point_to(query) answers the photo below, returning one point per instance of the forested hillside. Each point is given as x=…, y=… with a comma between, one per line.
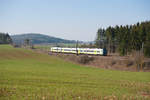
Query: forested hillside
x=125, y=39
x=5, y=38
x=38, y=39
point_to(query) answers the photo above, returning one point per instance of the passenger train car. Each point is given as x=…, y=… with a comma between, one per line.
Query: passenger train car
x=90, y=51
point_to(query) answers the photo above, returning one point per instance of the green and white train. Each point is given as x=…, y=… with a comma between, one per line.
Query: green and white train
x=89, y=51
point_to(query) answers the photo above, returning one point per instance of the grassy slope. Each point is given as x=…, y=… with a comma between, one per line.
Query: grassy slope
x=26, y=75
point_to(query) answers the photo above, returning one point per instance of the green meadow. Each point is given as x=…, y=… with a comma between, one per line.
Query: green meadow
x=27, y=75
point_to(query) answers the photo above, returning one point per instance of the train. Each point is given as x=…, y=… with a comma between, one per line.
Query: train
x=88, y=51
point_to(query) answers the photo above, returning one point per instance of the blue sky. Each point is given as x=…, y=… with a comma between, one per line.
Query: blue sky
x=69, y=19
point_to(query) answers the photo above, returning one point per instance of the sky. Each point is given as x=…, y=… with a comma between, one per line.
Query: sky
x=70, y=19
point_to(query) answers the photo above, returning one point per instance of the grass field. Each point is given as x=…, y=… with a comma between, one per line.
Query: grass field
x=26, y=75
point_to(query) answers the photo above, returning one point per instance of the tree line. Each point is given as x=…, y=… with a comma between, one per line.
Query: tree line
x=5, y=38
x=125, y=39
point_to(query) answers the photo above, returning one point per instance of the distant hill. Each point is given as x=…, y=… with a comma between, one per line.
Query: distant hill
x=39, y=39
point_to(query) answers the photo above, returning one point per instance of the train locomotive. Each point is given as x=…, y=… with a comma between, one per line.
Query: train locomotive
x=88, y=51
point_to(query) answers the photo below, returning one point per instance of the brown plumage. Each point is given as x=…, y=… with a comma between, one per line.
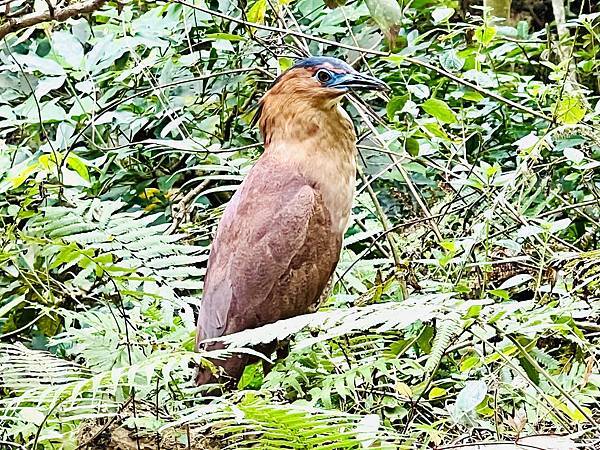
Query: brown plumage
x=280, y=236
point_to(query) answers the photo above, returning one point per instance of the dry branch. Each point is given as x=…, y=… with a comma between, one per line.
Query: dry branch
x=60, y=15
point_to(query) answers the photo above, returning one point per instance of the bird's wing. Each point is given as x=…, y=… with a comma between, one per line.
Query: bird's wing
x=261, y=240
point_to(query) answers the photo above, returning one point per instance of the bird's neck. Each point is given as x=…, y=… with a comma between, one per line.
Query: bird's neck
x=321, y=145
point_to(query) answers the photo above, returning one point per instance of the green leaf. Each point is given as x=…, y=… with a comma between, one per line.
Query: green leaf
x=387, y=14
x=436, y=392
x=411, y=145
x=394, y=105
x=440, y=110
x=471, y=395
x=32, y=415
x=570, y=110
x=67, y=47
x=451, y=62
x=440, y=15
x=484, y=35
x=469, y=363
x=78, y=165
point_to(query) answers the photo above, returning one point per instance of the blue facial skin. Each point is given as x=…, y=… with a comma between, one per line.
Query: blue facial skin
x=335, y=73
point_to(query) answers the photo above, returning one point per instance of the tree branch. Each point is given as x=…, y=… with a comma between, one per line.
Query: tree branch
x=18, y=23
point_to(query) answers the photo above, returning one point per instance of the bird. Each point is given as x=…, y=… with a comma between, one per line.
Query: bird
x=280, y=236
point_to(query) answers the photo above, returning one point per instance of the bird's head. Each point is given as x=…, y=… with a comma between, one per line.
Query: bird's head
x=322, y=78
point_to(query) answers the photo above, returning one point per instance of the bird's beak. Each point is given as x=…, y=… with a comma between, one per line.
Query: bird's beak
x=359, y=81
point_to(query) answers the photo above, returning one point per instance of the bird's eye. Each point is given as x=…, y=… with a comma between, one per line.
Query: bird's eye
x=323, y=76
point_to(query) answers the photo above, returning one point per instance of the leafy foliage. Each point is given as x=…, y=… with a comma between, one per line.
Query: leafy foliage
x=465, y=302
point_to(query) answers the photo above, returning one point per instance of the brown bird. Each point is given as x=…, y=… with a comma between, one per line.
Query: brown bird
x=280, y=236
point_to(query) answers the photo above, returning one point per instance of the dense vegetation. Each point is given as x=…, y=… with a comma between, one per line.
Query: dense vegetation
x=465, y=305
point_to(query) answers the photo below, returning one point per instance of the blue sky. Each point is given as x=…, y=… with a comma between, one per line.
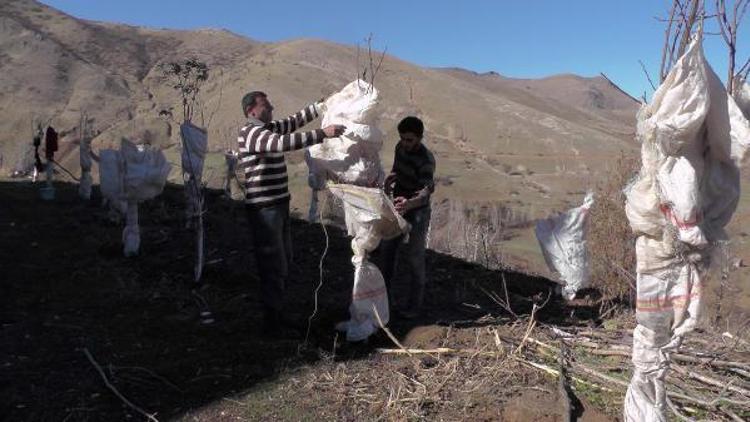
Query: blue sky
x=514, y=38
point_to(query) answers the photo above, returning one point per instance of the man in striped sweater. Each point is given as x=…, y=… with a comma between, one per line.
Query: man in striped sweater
x=262, y=144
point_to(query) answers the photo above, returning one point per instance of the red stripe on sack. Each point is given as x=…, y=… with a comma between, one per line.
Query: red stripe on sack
x=667, y=211
x=655, y=305
x=368, y=294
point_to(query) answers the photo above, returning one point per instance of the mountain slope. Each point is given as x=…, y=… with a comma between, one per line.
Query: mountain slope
x=482, y=127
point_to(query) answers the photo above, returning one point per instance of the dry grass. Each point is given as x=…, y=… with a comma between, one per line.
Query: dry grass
x=473, y=231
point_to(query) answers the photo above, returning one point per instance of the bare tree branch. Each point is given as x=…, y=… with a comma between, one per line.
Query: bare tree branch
x=647, y=75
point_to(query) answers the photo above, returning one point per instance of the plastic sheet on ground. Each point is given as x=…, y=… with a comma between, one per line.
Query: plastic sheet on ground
x=694, y=139
x=563, y=242
x=370, y=218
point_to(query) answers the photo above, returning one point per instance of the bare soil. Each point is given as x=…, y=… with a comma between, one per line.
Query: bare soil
x=66, y=287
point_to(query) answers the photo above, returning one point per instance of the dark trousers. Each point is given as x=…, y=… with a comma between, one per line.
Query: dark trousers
x=414, y=253
x=272, y=241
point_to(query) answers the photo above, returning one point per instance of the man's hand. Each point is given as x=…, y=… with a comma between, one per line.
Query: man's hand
x=401, y=204
x=334, y=131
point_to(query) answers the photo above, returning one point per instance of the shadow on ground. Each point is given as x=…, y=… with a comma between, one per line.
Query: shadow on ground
x=66, y=287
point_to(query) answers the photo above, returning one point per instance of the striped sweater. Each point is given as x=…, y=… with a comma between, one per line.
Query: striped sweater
x=262, y=147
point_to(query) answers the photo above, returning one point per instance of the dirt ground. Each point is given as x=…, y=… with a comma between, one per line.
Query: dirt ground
x=67, y=288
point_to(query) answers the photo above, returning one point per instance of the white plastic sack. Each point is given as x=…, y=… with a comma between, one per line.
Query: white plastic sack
x=146, y=171
x=694, y=138
x=370, y=218
x=353, y=158
x=563, y=242
x=133, y=174
x=111, y=171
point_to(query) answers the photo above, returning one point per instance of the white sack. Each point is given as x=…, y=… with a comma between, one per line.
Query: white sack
x=133, y=174
x=352, y=158
x=146, y=171
x=370, y=218
x=693, y=137
x=111, y=170
x=563, y=242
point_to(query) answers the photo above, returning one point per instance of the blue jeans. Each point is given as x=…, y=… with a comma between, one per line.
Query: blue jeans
x=272, y=242
x=414, y=253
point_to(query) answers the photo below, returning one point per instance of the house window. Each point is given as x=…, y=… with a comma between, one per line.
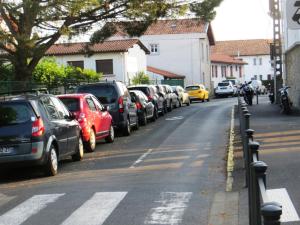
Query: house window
x=104, y=66
x=79, y=64
x=154, y=49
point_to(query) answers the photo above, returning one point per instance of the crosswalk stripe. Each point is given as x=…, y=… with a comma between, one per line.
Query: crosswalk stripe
x=96, y=210
x=30, y=207
x=170, y=208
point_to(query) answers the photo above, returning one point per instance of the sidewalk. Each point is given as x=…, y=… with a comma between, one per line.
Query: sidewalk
x=279, y=136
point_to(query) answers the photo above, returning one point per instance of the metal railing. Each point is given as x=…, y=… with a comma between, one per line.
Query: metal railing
x=261, y=209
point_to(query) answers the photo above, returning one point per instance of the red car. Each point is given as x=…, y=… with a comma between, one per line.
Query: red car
x=94, y=119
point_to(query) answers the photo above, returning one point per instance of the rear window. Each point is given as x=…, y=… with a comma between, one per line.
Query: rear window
x=14, y=113
x=72, y=104
x=143, y=89
x=191, y=88
x=105, y=94
x=223, y=84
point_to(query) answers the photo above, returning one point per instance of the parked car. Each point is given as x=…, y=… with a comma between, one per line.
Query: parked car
x=225, y=88
x=38, y=130
x=171, y=97
x=115, y=96
x=146, y=109
x=197, y=92
x=93, y=117
x=152, y=96
x=182, y=95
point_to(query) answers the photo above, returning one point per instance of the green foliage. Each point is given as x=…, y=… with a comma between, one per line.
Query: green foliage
x=141, y=78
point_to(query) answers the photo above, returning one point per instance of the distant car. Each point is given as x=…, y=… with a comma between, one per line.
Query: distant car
x=93, y=117
x=38, y=130
x=146, y=109
x=182, y=94
x=197, y=92
x=115, y=95
x=225, y=88
x=152, y=96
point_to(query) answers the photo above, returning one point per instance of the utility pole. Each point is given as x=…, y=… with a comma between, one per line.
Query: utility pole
x=276, y=47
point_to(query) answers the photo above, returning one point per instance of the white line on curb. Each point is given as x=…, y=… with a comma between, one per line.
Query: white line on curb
x=141, y=158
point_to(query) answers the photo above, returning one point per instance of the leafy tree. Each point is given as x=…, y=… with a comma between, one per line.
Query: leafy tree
x=28, y=28
x=141, y=78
============
» DESCRIPTION OF THE TASK
Only the lines from the one with "of the parked" through the end of the material are wanted; copy them exactly, both ends included.

» PROBLEM SOLUTION
point_to(query) answers the photo above, returning one point per instance of the parked car. Each point is given as x=…, y=… with a comma between, one per line.
Query: parked car
x=225, y=88
x=38, y=130
x=171, y=97
x=115, y=96
x=146, y=109
x=197, y=92
x=93, y=117
x=152, y=96
x=182, y=95
point_to(query) answers the photo above, returning one point per instance of the green foliage. Each point is given as x=…, y=… with a comma between, one per line.
Query: green foliage
x=141, y=78
point_to(query) answers the photo above, returning one point per instance of the distant car. Each point is given as x=…, y=… with a comma between, one per line.
Query: distant car
x=93, y=117
x=38, y=130
x=146, y=109
x=182, y=94
x=197, y=92
x=115, y=95
x=225, y=88
x=152, y=96
point_to(query) answers the photo above, returning one point per instance of the utility pole. Each point is given as x=…, y=… with a comma between, one per line.
Query: utility pole
x=276, y=47
point_to(query) answers the photo above, returning one point per instance of the white line on curb. Each point is given as x=…, y=… with a comma between, one per line.
Query: white line on curb
x=141, y=158
point_to(query) answers the photo above, returning one point per instance of the leafy tree. Each point is given as x=…, y=… with a comma between, one per line.
Query: leafy tree
x=28, y=28
x=141, y=78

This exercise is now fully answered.